Justin Townes Earle on Songwriting, His Idiosyncratic Fingerpicking Style, and Battling Personal Demons

Justin Townes Earle poses with a black and white guitar

[Ed. Note: Singer/songwriter Justin Townes Earle passed away on August 23, 2020, at the age of 38. Earle last sat with Acoustic Guitar’s Kenny Berkowitz for an extended conversation in 2012. Here is that interview.]


As the son of Steve Earle, Justin Townes Earle carried an enormous weight of expectation. Would he match his father’s artistry? Or would he follow his father’s darker impulses and simply self-destruct?

The answers started coming with the six-song Yuma (2007), self-released when Justin was 25 years old, and followed by The Good Life the next year, which staked out the middle ground between folk and country. He wrote with a deep love for 20th-century Americana and clearly didn’t want to sound anything like his father. He was just going to be himself, but with the albums’ mix of periods and styles, it was too early to know what that would mean.

With Justin’s second full-length album, Midnight at the Movies (2009), that vision came into sharper focus. On guitar, his technique remained deeply rooted in Travis picking, but the melodies were growing away from the simplicity of folk, and the lyrics were cutting closer to the bone. The pain was real, whether he was struggling with hopefulness (“Here We Go Again”) or betraying a lover (“Someday I’ll Be Forgiven for This”), and his writing was sharper. When he looked into the mirror on “Mama’s Eyes,” he was able to admit that “I ain’t fooling no one / I am my father’s son.”

**Parts of the exercise:**
1) In the Earle article, how old was Justin Townes Earle when he self-released Yuma?
2) Extract the part of the Earle article between "As the son of" and "that would mean.", inclusive.
3) Write what comes next in the Earle article, picking up after its last sentence.
These lines were taken from a separate source.

(Location identification lines)

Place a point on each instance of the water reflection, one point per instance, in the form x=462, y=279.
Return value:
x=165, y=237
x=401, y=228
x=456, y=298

**Outputs for the tasks:**
1) He was 25 years old.

2)
As the son of Steve Earle, Justin Townes Earle carried an enormous weight of expectation. Would he match his father’s artistry? Or would he follow his father’s darker impulses and simply self-destruct?

The answers started coming with the six-song Yuma (2007), self-released when Justin was 25 years old, and followed by The Good Life the next year, which staked out the middle ground between folk and country. He wrote with a deep love for 20th-century Americana and clearly didn’t want to sound anything like his father. He was just going to be himself, but with the albums’ mix of periods and styles, it was too early to know what that would mean.

3)
He’d grown up in Nashville, Tennessee, living with his mother while Steve left to pursue music and fame, setting a long, painful example of a career endangered by drugs and alcohol. Following close behind, Justin overdosed for the first time as a teenager, just as he was beginning to write songs. Over the years, his father stayed in touch, extending support as Justin moved from punk to string band to a solo act, earning his own outlaw reputation for anger, excess, and addiction.

An invitation to house-sit his father’s New York City apartment gave Justin the change of scene he needed, and with the album that followed, Harlem River Blues, he grew more comfortable in his own skin. His primary folk influences—the Carter Family, Lead Belly, and Woody Guthrie—were still central, but he was taking them in new directions, assimilating blues, rockabilly, and gospel to build a sound that was contemporary, urban, and iconoclastic.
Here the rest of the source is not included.